***** Выбранный фрагмент

Николай оказался кругом обманутым своими «дорогими братьями», но продолжал храбриться, продолжая повторять: «Мое мнение состоит в том, чтобы называть его «Луи-Наполеон, император французов», — и только. Если он рассердится, тем хуже для него. Если он станет груб, Киселев покинет Париж» .

Киселеву и пришлось покинуть Париж, но не в 1852 г., а в марте 1854 г., при нависших над Россией черных тучах…

Самое любопытное во всем этом финале дипломатической борьбы — это письмо Буоля русскому послу в Вене Мейендорфу от 31 декабря 1852 г. Дело уже сделано, Буоль втравил Николая в эту опасную историю, а сам его предал, но ему хочется удостовериться, что Николай не сделает еще в последний момент попытки исправить положение, и вот австрийский дипломат пишет русскому послу: «Император Николай не такой человек, чтобы отрекаться от слова, которое он произнес, — и ваш кабинет, впрочем, очень может упорствовать, не боясь серьезных последствий» . Восхищаясь уже наперед царем, не отказывающимся от своих слов, Буоль поясняет, что для Австрии было опасно проявлять такую верность своему слову. Стоит ли давать Луи-Наполеону предлог возбуждать воинственные наклонности Франции?[91]

Барон Мейендорф говорил о Буоле, с которым он был в родстве, будучи женат на его сестре, но к поведению которого относился с большим негодованием: «Мой шурин Буоль — величайший политический собачий отброс, который когда-либо я встречал и который вообще существует на свете» [92]. Эту вполне законченную квалификацию и аналогичные эпитеты Мейендорф расточал своему шурину, по-видимому, направо и налево, так что, например, известие об этом чуждом неясностей определении личности Буоля попало даже в письма, которые генерал Герлах осенью 1854 г. писал из Берлина во Франкфурт Бисмарку.

**********

Задание: Скопируйте без изменений из фрагмента о дипломатической борьбе всё от слов «Барон Мейендорф говорил» до слов «во Франкфурт Бисмарку.» включительно. Приведённые ниже данные не понадобятся.

***** Извлечённые данные

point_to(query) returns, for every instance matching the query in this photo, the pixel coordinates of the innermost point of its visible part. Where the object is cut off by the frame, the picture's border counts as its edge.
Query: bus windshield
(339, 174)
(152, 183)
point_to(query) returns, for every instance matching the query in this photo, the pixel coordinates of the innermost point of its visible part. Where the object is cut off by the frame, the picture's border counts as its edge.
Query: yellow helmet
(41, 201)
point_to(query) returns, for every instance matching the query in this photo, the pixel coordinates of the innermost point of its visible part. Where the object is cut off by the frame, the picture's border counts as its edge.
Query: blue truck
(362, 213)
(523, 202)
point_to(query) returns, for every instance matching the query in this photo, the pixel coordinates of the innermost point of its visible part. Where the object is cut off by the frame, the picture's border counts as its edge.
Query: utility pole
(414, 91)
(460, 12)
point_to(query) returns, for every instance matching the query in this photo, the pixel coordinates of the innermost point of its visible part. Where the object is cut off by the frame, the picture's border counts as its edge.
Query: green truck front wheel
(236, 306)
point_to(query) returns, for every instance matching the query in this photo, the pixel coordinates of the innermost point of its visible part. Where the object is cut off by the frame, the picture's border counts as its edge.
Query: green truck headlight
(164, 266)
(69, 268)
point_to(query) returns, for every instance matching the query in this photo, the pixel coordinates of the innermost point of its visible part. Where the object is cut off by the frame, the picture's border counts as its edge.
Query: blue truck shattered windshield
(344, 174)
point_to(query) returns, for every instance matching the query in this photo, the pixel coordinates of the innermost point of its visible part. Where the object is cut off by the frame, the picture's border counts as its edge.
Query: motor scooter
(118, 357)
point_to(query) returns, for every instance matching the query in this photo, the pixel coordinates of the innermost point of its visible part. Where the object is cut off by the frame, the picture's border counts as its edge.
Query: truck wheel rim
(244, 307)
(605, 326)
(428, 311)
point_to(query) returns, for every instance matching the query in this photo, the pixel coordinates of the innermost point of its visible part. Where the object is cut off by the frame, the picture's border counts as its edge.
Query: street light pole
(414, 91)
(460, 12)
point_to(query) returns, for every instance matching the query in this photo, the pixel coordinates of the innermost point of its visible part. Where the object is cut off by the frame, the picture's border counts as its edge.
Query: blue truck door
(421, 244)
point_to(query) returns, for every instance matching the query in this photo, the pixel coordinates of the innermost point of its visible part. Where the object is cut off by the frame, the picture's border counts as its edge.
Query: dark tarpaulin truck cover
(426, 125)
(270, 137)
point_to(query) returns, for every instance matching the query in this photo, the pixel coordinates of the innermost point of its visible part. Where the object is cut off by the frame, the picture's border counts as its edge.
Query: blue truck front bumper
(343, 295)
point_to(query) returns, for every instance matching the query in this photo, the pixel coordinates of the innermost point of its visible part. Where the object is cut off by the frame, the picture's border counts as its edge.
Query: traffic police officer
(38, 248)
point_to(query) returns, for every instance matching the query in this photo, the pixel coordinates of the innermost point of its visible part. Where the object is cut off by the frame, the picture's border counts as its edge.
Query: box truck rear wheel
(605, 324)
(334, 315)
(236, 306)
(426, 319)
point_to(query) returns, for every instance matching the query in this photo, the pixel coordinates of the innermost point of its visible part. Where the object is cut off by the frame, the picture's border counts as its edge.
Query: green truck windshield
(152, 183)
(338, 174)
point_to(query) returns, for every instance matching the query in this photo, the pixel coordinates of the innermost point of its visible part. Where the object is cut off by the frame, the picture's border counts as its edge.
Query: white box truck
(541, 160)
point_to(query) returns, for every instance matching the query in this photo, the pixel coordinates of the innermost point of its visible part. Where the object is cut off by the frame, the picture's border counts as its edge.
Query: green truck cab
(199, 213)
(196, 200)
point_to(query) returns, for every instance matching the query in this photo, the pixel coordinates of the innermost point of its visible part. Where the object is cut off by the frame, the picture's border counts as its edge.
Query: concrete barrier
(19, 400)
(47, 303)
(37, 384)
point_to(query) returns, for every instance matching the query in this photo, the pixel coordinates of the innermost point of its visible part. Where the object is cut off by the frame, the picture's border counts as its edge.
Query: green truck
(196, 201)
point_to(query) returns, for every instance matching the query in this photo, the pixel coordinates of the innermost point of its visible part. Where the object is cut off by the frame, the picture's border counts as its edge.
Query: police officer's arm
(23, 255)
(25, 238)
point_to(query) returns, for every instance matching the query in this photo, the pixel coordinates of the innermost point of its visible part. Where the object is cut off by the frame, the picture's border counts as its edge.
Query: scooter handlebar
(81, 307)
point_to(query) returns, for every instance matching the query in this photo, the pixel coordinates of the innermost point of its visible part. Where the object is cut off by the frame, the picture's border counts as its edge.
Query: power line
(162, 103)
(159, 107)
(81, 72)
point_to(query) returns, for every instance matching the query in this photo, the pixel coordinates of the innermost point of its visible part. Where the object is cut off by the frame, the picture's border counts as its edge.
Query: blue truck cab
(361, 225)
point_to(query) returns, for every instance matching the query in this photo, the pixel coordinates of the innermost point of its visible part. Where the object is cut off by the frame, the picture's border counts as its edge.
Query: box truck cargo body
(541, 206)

**********

Ответ на задание:
Барон Мейендорф говорил о Буоле, с которым он был в родстве, будучи женат на его сестре, но к поведению которого относился с большим негодованием: «Мой шурин Буоль — величайший политический собачий отброс, который когда-либо я встречал и который вообще существует на свете» [92]. Эту вполне законченную квалификацию и аналогичные эпитеты Мейендорф расточал своему шурину, по-видимому, направо и налево, так что, например, известие об этом чуждом неясностей определении личности Буоля попало даже в письма, которые генерал Герлах осенью 1854 г. писал из Берлина во Франкфурт Бисмарку.